EXERCISE INSTRUCTIONS:
1 – Transcribe the passage of the page on metric flows with neural networks from "metric neural tangent kernel calabi-yau" up to and including "and no instructions.".
2 – According to the page on metric flows with neural networks, which conjecture was resolved using Perelman's formulation of Ricci flow?

← Back to Timeline

Metric Flows with Neural Networks

Theoretical Physics

Authors

James Halverson, Fabian Ruehle

Abstract

We develop a general theory of flows in the space of Riemannian metrics induced by neural network gradient descent. This is motivated in part by recent advances in approximating Calabi-Yau metrics with neural networks and is enabled by recent advances in understanding flows in the space of neural networks. We derive the corresponding metric flow equations, which are governed by a metric neural tangent kernel, a complicated, non-local object that evolves in time. However, many architectures admit an infinite-width limit in which the kernel becomes fixed and the dynamics simplify. Additional assumptions can induce locality in the flow, which allows for the realization of Perelman's formulation of Ricci flow that was used to resolve the 3d Poincaré conjecture. We demonstrate that such fixed kernel regimes lead to poor learning of numerical Calabi-Yau metrics, as is expected since the associated neural networks do not learn features. Conversely, we demonstrate that well-learned numerical metrics at finite-width exhibit an evolving metric-NTK, associated with feature learning. Our theory of neural network metric flows therefore explains why neural networks are better at learning Calabi-Yau metrics than fixed kernel methods, such as the Ricci flow.

Concepts

metric neural tangent kernel calabi-yau metric learning kernel methods string theory geometric deep learning neural ricci flow feature extraction manifold learning physics-informed neural networks representation learning loss function design

The Big Picture

Imagine trying to find the perfect shape of a multidimensional space. Not a sphere or a donut, but a complex geometric object called a Calabi-Yau manifold, which string theorists believe describes the hidden extra dimensions of our universe. Mathematicians proved these objects exist, but nobody has ever written down an explicit formula for one. It’s like knowing a perfect sculpture exists inside a block of marble, with no chisel and no instructions.

Entries taken from a collection:
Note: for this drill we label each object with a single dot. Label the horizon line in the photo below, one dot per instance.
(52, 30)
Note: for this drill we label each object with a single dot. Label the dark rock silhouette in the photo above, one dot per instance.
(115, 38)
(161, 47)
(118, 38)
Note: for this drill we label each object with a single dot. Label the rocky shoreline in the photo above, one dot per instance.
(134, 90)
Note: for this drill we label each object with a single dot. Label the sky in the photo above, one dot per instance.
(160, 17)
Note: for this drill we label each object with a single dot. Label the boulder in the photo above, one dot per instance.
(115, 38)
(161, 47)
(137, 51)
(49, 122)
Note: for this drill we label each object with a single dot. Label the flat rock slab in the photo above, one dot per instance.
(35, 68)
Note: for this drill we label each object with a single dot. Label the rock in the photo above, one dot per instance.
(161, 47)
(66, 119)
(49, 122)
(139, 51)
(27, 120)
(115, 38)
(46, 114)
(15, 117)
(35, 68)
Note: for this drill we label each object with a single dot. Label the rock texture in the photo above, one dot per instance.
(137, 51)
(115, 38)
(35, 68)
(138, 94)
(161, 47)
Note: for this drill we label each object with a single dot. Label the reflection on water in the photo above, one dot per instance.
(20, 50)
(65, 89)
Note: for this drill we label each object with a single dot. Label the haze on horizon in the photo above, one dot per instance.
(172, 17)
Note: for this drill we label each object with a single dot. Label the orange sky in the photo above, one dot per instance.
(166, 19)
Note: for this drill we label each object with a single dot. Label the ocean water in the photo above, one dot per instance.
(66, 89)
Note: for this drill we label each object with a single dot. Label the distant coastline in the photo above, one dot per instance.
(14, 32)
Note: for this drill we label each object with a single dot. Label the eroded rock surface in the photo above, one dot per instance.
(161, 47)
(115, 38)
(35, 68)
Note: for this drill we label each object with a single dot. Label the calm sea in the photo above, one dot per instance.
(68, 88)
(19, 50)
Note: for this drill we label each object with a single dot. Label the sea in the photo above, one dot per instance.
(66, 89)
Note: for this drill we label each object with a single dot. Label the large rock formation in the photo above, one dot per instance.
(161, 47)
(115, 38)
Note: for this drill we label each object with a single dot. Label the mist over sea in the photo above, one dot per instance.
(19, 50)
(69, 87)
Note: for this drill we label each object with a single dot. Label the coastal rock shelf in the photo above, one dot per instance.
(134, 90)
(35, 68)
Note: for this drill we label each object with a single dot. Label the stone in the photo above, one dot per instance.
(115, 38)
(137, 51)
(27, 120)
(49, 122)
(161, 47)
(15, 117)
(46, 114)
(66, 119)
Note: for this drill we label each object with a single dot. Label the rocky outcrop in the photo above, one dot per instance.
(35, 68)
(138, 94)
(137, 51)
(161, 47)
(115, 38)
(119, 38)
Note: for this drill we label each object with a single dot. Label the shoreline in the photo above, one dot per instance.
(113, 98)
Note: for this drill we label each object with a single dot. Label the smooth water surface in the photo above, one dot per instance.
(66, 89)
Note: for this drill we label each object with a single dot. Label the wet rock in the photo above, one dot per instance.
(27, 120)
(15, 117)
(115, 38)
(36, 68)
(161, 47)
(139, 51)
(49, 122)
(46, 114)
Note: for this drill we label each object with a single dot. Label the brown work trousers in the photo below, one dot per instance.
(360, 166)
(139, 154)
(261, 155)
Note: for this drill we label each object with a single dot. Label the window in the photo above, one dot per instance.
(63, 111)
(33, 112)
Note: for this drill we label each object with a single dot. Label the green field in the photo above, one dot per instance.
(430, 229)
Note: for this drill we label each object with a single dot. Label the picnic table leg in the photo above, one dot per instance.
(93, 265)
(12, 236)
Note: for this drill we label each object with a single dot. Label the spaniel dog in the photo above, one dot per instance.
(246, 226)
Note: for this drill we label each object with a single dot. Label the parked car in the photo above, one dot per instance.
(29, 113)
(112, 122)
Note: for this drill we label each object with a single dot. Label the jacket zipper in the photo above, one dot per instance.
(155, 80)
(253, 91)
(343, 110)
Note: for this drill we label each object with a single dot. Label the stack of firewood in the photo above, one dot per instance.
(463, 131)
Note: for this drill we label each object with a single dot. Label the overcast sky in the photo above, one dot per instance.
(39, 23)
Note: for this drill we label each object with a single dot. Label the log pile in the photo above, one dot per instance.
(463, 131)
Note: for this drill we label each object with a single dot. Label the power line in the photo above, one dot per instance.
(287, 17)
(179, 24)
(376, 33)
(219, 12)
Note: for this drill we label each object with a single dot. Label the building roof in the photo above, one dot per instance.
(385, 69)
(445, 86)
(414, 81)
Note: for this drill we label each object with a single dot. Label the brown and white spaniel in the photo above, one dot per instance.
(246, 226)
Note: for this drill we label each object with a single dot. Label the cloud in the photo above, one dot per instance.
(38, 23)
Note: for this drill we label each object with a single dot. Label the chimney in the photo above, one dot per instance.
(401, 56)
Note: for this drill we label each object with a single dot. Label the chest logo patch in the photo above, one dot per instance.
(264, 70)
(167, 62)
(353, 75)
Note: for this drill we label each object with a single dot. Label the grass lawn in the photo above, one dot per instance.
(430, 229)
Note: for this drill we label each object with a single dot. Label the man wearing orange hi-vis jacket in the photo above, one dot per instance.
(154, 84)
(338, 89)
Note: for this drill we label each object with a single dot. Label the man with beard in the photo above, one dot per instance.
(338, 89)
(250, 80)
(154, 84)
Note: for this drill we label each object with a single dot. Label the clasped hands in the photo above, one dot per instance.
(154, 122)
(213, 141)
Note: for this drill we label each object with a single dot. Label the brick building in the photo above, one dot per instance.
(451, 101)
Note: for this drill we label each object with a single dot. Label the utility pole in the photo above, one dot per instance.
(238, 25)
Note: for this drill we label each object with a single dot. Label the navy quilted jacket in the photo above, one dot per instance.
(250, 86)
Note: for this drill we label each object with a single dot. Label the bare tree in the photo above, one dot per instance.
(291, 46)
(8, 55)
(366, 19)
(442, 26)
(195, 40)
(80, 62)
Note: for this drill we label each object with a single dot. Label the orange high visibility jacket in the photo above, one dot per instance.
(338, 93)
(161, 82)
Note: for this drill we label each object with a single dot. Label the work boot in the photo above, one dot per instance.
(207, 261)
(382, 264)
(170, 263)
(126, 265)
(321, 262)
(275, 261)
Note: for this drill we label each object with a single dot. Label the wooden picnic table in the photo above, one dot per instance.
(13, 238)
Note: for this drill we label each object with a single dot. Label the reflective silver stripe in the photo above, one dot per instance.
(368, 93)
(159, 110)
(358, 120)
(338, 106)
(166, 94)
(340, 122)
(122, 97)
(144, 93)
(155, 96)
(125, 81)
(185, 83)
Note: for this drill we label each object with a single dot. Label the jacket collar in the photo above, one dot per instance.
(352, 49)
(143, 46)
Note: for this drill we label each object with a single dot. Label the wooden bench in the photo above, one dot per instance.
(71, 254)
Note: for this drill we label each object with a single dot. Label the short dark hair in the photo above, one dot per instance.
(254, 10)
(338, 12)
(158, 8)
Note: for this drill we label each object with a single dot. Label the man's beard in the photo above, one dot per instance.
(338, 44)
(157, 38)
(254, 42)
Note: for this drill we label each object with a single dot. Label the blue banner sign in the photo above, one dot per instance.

WRITTEN RESPONSES:
1 –
metric neural tangent kernel calabi-yau metric learning kernel methods string theory geometric deep learning neural ricci flow feature extraction manifold learning physics-informed neural networks representation learning loss function design

The Big Picture

Imagine trying to find the perfect shape of a multidimensional space. Not a sphere or a donut, but a complex geometric object called a Calabi-Yau manifold, which string theorists believe describes the hidden extra dimensions of our universe. Mathematicians proved these objects exist, but nobody has ever written down an explicit formula for one. It’s like knowing a perfect sculpture exists inside a block of marble, with no chisel and no instructions.

2 – The 3d Poincaré conjecture.